## Stored data entries
# # # # # # #

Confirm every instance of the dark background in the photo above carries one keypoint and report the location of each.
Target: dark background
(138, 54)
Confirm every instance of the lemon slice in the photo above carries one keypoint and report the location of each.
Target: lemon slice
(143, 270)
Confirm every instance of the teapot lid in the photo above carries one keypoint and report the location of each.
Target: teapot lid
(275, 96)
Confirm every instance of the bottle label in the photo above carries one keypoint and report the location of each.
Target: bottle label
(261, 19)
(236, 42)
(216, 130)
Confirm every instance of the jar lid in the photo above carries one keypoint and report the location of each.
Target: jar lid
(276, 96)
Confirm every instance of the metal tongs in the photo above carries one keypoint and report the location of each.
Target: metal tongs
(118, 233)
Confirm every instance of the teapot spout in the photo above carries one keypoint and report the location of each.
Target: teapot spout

# # # # # # #

## WHAT TO DO
Make a word-for-word copy of the records.

## RESPONSE
Confirm every instance of the dark background in the photo above carries one keypoint and report the location of each.
Target: dark background
(138, 54)
Confirm every instance of the lemon slice in the photo above carries one keypoint and report the location of each.
Target: lemon slice
(143, 270)
Confirm every instance of the teapot lid in the photo above carries one keypoint and report the location of each.
Target: teapot lid
(275, 96)
Confirm every instance of the bottle label in the photo above carries one keypoint and report the location of each.
Target: bottle label
(261, 19)
(236, 42)
(216, 130)
Confirm every instance of the jar lid in the photo above carries one keypoint and report the location of each.
Target: jar lid
(276, 96)
Confirm every instance of the metal tongs in the photo above carries one keypoint and report the location of each.
Target: metal tongs
(118, 233)
Confirm every instance of the teapot spout in the photo above carries one keypoint and report the location of each.
Target: teapot spout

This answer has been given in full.